__Work instructions__
Give again exactly, and only, the lines between the line holding "Target: main rotor blade" and the end of the listing, both boundary lines included.

__Dataset records__
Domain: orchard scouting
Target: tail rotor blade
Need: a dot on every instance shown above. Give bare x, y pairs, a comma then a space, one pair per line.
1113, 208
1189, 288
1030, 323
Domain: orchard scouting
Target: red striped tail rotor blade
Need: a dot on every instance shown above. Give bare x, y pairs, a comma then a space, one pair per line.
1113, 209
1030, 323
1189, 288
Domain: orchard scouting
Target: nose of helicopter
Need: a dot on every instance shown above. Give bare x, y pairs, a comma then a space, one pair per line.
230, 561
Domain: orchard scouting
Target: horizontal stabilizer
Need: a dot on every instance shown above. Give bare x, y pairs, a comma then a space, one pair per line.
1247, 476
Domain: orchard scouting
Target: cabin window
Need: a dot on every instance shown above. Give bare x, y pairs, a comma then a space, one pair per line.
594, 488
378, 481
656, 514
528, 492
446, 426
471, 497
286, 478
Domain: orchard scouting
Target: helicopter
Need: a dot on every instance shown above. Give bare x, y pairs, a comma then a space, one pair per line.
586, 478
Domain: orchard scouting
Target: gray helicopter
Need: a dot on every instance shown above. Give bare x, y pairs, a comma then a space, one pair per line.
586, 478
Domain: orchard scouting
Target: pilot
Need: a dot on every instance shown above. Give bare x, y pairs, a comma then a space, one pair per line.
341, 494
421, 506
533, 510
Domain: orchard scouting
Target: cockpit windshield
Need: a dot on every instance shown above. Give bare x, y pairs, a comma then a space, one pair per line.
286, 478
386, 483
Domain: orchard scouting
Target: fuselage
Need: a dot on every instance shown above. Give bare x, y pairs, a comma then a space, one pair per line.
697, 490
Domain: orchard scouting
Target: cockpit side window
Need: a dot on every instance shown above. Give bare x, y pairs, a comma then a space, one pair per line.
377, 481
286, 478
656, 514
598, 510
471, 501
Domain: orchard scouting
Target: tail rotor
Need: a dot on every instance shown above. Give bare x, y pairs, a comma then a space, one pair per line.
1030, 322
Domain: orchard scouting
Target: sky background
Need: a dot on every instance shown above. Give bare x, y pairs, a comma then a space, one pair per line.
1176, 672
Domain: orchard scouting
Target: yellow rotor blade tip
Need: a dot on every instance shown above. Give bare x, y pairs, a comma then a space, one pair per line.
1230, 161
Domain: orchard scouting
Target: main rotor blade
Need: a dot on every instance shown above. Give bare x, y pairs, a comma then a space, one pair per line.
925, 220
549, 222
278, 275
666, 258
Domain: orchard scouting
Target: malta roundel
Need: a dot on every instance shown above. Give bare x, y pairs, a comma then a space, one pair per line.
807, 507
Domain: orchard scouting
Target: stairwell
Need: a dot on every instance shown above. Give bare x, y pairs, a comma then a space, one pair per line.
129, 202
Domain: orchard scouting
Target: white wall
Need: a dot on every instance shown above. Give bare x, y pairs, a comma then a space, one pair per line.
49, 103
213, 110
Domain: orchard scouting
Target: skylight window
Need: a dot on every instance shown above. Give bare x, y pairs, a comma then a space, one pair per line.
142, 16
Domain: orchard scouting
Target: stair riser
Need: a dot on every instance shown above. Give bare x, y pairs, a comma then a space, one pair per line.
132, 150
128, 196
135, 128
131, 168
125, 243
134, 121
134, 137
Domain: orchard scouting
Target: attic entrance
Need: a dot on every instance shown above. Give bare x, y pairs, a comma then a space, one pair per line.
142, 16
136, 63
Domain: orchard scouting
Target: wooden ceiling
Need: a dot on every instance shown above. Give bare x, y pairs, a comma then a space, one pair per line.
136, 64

__Worked solution__
Target: main rotor blade
Need: a dot on every instance shown above. Give bare x, y pairs, a comma then a space, one pair per line.
925, 220
549, 222
278, 275
666, 258
Domain: orchard scouting
Target: malta roundel
Need: a dot on every instance shown above. Give bare x, y pairs, a comma then a space, one pair per line.
807, 507
Domain: orchard scouting
Target: stairwell
Need: a dot on every instance shown above. Give bare x, y pairs, a comma then a space, one pair per line.
129, 202
Domain: orchard scouting
Target: white wall
Need: a dot on every instance shown above. Give bare x, y pairs, a comma then a space, one pair per line.
49, 103
213, 110
Domain: orchard scouting
Target: skylight window
Need: a dot on every instance shown above. Give bare x, y pairs, a comma then a space, one pair per line.
142, 16
Domain: orchard scouting
Target: stair riser
Need: a dot on every instance shown above. Give bare x, y pairs, a comma then a space, one pair per line.
132, 150
128, 196
135, 128
131, 168
125, 243
134, 121
134, 137
Domain: orchard scouting
Target: attic entrance
Need: a dot on every instance shown above. Give bare x, y pairs, a comma then a space, one pair per line.
142, 16
136, 63
Domain: orchard scouting
Target: wooden ceiling
Need: a dot on every instance shown above. Give bare x, y pairs, a comma then a space, one pair per line.
136, 64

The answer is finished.